A salt bridge (e.g., filter paper soaked in KNO3, NaCl, or some other electrolyte) is often employed to provide ionic contact between two half-cells with different electrolytes, yet prevent the solutions from mixing and causing unwanted side reactions. An alternative to a salt bridge is to allow direct contact (and mixing) between the two half-cells, for example in simple electrolysis of water.

As electrons flow from one half-cell to the other through an external circuit, a difference in charge is established. If no ionic contact were provided, this charge difference would quickly prevent the further flow of electrons. A salt bridge allows the flow of negative or positive ions to maintain a steady-state charge distribution between the oxidation and reduction vessels, while keeping the contents otherwise separate. Other devices for achieving separation of solutions are porous pots and gelled solutions. A porous pot is used in the Bunsen cell (right).

Equilibrium reaction 

Each half-cell has a characteristic voltage. Various choices of substances for each half-cell give different potential differences. Each reaction is undergoing an equilibrium reaction between different oxidation states of the ions: When equilibrium is reached, the cell cannot provide further voltage. In the half-cell that is undergoing oxidation, the closer the equilibrium lies to the ion/atom with the more positive oxidation state the more potential this reaction will provide. Likewise, in the reduction reaction, the closer the equilibrium lies to the ion/atom with the more negative oxidation state the higher the potential.

Stated goal → Pick up the passage on half-cells and salt bridges after its final sentence and keep writing it.

Material supplied →

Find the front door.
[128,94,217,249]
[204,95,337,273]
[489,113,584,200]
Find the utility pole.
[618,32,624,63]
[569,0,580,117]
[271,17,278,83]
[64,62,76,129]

Response below →
Cell potential 

The cell potential can be predicted through the use of electrode potentials (the voltages of each half-cell). These half-cell potentials are defined relative to the assignment of 0 volts to the standard hydrogen electrode (SHE). (See table of standard electrode potentials). The difference in voltage between electrode potentials gives a prediction for the potential measured. When calculating the difference in voltage, one must first rewrite the half-cell reaction equations to obtain a balanced oxidation-reduction equation.

 Reverse the reduction reaction with the smallest potential (to create an oxidation reaction/overall positive cell potential)
 Half-reactions must be multiplied by integers to achieve electron balance.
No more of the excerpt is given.